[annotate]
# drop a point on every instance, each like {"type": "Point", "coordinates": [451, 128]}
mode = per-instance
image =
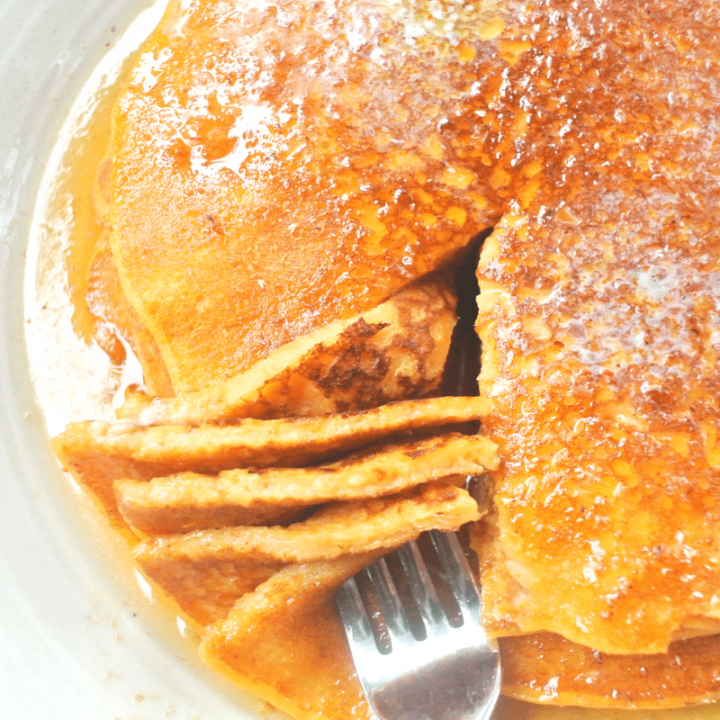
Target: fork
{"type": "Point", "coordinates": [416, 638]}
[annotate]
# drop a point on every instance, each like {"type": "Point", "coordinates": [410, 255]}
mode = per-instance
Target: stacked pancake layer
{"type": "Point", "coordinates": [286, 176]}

* * *

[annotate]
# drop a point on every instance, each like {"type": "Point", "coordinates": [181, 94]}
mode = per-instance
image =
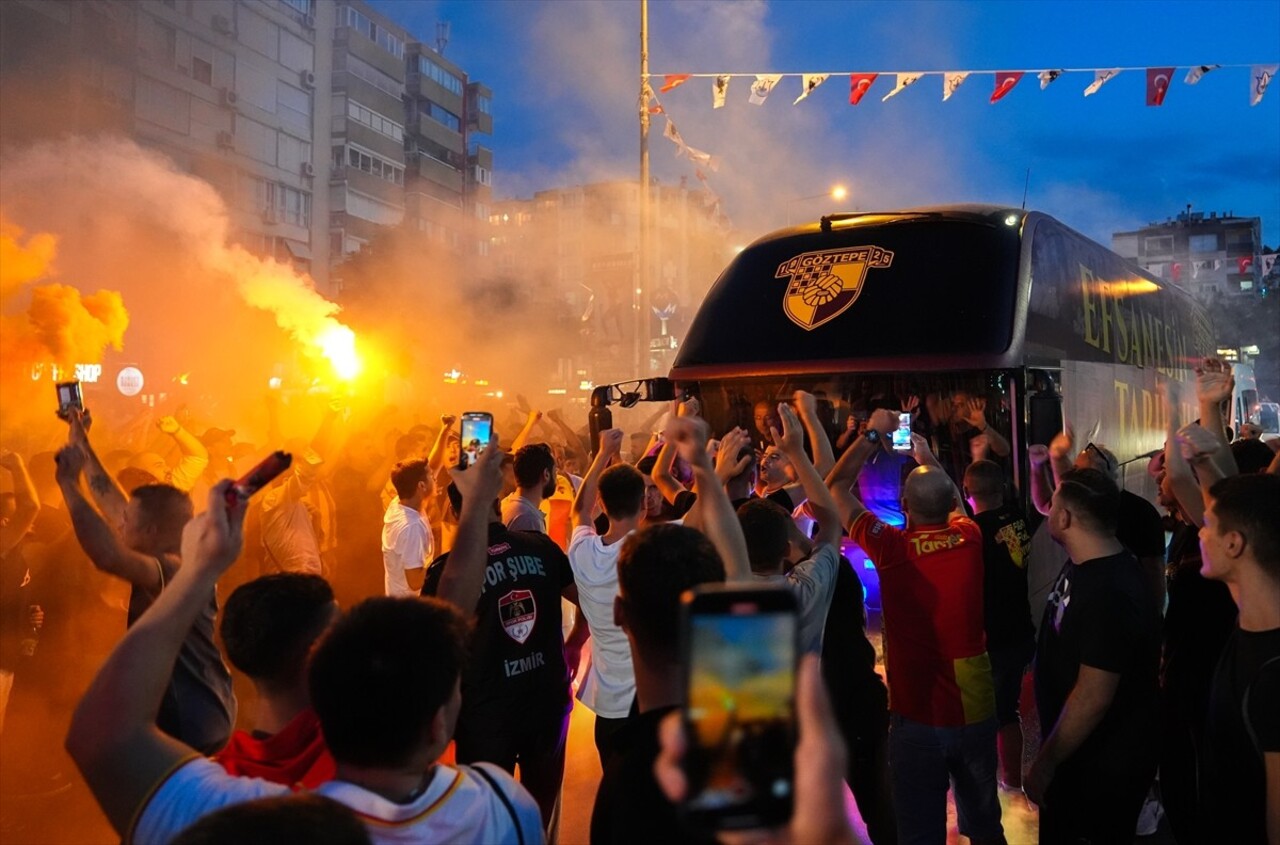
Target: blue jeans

▶ [Assigned task]
Each line above that contains the word "every" must be copied.

▶ [Solution]
# drop a point on every instance, each like {"type": "Point", "coordinates": [451, 128]}
# drop a point on every instance, each like {"type": "Point", "coordinates": [410, 255]}
# drop a point on every instance, each like {"type": "Point", "coordinates": [181, 94]}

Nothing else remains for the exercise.